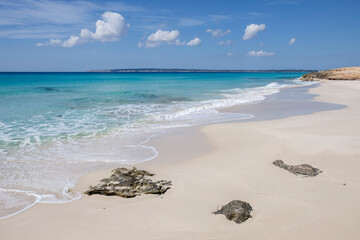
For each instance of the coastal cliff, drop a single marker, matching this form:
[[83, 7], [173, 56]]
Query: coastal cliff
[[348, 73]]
==
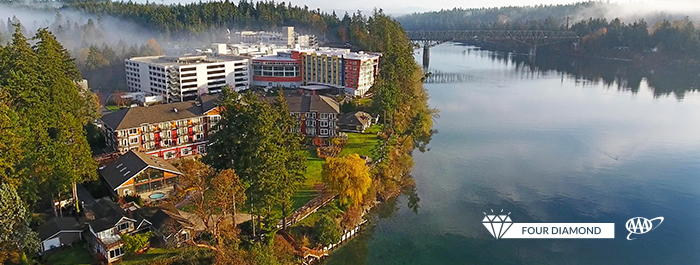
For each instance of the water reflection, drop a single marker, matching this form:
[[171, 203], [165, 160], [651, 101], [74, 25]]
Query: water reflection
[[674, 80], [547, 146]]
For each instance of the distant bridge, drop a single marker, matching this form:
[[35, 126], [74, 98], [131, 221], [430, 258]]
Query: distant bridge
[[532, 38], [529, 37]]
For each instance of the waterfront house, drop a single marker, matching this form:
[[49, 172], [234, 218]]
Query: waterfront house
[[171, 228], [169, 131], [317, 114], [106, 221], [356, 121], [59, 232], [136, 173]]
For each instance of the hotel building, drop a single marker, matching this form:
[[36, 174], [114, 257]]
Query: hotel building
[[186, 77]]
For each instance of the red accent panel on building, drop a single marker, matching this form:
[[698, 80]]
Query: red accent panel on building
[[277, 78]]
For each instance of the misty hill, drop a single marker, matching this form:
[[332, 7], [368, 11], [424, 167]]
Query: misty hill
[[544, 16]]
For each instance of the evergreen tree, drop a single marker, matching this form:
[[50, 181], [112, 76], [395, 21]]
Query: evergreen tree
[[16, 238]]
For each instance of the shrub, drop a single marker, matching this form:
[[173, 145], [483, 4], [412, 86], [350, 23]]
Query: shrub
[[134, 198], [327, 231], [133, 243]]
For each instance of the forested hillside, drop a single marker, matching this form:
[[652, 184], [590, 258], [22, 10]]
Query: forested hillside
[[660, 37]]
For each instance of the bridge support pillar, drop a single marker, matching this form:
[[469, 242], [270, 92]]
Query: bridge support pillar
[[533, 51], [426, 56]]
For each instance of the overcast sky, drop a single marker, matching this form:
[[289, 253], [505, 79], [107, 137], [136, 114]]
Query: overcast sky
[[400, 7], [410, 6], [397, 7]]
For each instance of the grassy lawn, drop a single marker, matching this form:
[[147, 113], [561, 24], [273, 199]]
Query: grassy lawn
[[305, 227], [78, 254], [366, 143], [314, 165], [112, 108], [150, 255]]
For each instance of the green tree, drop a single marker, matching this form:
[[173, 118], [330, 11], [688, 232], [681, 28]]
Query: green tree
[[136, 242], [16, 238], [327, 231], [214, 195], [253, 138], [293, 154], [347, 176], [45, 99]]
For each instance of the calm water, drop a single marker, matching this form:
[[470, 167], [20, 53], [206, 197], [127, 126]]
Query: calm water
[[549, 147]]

Exercise aim = Out of the entries above, write out only the lines between the line holding "For each instance of the evergreen" and the line holding "[[652, 184], [590, 258], [22, 10]]", inclusive, each exactly as given.

Solution to this task =
For each instance of the evergreen tree, drop a single marker, matching this form:
[[50, 181], [112, 76], [395, 21]]
Query: evergreen tree
[[16, 238]]
For each instance of the shrub, drop a single marker, matching this form:
[[173, 145], [483, 4], [412, 86], [350, 23]]
Query: shrub
[[134, 198], [327, 231], [133, 243]]
For each instance of the forested hillside, drop a single marker, matching this form:
[[652, 184], [590, 258], [22, 10]]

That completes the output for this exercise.